An exact retyping of every record is required.

Stored data
--- START ---
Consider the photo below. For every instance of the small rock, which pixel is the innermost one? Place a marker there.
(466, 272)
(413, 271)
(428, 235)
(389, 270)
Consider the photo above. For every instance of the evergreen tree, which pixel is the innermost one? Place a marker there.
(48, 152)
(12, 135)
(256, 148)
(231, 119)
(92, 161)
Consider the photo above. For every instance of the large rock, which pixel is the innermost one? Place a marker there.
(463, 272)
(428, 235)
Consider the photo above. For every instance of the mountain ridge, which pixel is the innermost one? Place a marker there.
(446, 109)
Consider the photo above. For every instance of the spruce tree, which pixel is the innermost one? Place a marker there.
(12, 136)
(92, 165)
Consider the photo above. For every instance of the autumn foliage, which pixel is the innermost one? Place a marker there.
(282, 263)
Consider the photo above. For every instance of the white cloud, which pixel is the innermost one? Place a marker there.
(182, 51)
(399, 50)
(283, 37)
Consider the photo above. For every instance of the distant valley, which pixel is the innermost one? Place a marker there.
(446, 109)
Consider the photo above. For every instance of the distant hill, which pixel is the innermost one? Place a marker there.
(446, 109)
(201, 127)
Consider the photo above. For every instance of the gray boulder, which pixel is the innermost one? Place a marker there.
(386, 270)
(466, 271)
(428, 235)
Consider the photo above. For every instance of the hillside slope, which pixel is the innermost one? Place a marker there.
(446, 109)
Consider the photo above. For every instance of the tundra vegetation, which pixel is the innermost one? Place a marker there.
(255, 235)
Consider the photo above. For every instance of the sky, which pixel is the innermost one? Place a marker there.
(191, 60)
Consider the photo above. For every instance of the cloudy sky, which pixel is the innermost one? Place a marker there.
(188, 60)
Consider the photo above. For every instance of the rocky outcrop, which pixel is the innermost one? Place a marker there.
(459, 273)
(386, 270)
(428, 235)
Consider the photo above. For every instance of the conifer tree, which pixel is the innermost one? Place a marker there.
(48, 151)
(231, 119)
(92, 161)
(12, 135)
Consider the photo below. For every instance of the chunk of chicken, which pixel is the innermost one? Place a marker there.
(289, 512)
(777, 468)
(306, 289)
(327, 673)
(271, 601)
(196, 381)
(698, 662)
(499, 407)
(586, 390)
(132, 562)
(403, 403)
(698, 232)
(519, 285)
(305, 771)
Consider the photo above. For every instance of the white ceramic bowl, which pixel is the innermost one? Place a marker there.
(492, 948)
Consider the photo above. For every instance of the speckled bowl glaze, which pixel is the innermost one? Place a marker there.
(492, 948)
--- END ---
Task answer
Consider the photo below. For every instance of the small rock, which pixel is the innermost one? Place a marker there.
(466, 272)
(413, 271)
(428, 235)
(389, 270)
Consider the photo above. For every instance of the evergreen tree, which pixel is the innermost one? Place a marker there.
(48, 152)
(12, 135)
(256, 148)
(231, 119)
(92, 161)
Consider the photo above. For every instance of the large rock, which pixel is the innermost one? Place a marker there.
(463, 272)
(428, 235)
Consider the photo above. For every instance of the mountain ridge, which pixel is the innermost one? Place a marker there.
(446, 109)
Consider the photo above. For every instance of the spruce tree, which pixel is the innermost one? Place a marker there.
(12, 136)
(92, 165)
Consider the photo above. For every instance of the autumn foliage, which pixel is the innermost one? Place a marker there.
(282, 263)
Consider the photo above. For every instance of the white cloud, which pixel is the innermost one? Place a marker there.
(182, 51)
(399, 50)
(283, 37)
Consider the photo above. For every instance of the distant valley, which pixel is the innermost one? Place a marker there.
(446, 109)
Consider the photo above. For every instance of the distant hill, which pixel is the innermost one? Place a marker there.
(446, 109)
(201, 127)
Consider the photo above. For every instance of the gray boulder, which pixel is the innermost one? Place a marker there.
(386, 270)
(466, 271)
(428, 235)
Consider the photo above. For every instance of the hillside slope, which pixel is the innermost one? Place a marker there.
(446, 109)
Consider the photo above. For every instance of the tundra vegetation, which pixel is the innermost one? Place a marker there.
(255, 235)
Consider the photo above. For every instance of the sky, which pixel is the innermost one? Place a marker there.
(191, 60)
Consider the photo above. For every instance of the cloudy sky, which pixel is the innermost one? Place a marker there.
(188, 60)
Consider the photo above. For every instance of the rocky outcrop, which pixel is the innermost one? Place a marker there.
(459, 273)
(386, 270)
(428, 235)
Consider the photo above. For every instance of the conifer tree, which pixel is the innermost one? Place a marker there.
(48, 151)
(231, 119)
(92, 161)
(12, 135)
Consider the photo below. For every instance of the chunk of chicken, which pixel is the innermost one? Place a marker there.
(289, 512)
(777, 468)
(306, 289)
(327, 673)
(271, 601)
(196, 381)
(698, 662)
(499, 407)
(586, 390)
(132, 562)
(403, 403)
(698, 232)
(519, 285)
(305, 771)
Consider the photo above. For every instance of the white ceramic bowl, which pixel is the innermost one? Place a marker there.
(492, 948)
Consider the photo above. For every instance of the speckled bowl glaze, which pixel is the innermost one? Place a marker there.
(492, 948)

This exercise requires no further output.